— BRIEF —
Reproduce every line of the data below, starting at the line containing "the purple orchid" and stopping after the line containing "[[429, 87], [43, 82]]". Include the requests, and shift every coordinate in the answers up by 103.

--- BEGIN MATERIALS PROVIDED ---

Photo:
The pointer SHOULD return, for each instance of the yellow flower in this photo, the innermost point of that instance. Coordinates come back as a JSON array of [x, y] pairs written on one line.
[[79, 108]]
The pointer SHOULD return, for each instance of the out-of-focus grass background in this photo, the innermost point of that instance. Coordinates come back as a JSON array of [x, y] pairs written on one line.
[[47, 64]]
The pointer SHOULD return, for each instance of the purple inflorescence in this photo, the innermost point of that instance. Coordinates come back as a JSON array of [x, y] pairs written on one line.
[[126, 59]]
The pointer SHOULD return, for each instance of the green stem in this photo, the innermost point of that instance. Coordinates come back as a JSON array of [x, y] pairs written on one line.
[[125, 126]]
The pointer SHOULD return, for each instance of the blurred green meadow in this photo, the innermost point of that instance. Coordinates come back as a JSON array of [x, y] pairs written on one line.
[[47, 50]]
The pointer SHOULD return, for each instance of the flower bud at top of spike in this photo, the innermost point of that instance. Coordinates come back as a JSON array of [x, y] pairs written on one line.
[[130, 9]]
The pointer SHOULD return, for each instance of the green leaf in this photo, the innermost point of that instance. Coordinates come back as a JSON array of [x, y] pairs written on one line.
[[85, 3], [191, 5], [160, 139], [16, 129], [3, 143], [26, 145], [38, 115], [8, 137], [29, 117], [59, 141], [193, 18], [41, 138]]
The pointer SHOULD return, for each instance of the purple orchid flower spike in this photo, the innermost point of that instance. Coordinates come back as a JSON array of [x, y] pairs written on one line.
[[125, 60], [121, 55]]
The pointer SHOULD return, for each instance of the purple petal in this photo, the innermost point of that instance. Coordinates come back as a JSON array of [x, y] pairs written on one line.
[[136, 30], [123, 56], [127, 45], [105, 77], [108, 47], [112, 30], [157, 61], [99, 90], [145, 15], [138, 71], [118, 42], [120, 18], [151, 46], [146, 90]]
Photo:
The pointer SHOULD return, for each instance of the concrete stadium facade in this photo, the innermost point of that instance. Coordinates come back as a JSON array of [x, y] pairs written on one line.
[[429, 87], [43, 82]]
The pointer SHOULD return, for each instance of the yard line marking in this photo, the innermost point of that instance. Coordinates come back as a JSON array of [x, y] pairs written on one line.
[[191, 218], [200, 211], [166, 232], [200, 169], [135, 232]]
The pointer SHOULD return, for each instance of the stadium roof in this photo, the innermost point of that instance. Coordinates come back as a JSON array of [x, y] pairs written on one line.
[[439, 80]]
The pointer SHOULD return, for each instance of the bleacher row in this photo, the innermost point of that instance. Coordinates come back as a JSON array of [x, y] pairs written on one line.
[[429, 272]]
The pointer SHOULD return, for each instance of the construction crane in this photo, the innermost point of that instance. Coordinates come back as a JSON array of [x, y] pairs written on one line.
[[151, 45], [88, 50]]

--- END MATERIALS PROVIDED ---

— COMPLETED TASK —
The pointer SHOULD return, for each instance of the purple orchid flower spike in this photo, the innermost point of that instance. Coordinates come back as a JSON array of [x, y] pairs written on one line.
[[228, 163], [224, 158]]
The pointer SHOULD return, for each instance of the purple petal in this photo, the innermost point of that instance. Coordinates come back as a JSON array of [x, y] pairs written on one line.
[[239, 133], [226, 159], [230, 148], [208, 180], [211, 150], [215, 133], [260, 164], [202, 193], [248, 118], [241, 174], [221, 145], [223, 121], [254, 149], [249, 193]]
Photo:
The pointer SHOULD return, for each instance of the concrete stadium facade in this photo, the innermost point of that instance. Coordinates come back as a JSON array of [x, y] pairs written on one line.
[[532, 190], [146, 185]]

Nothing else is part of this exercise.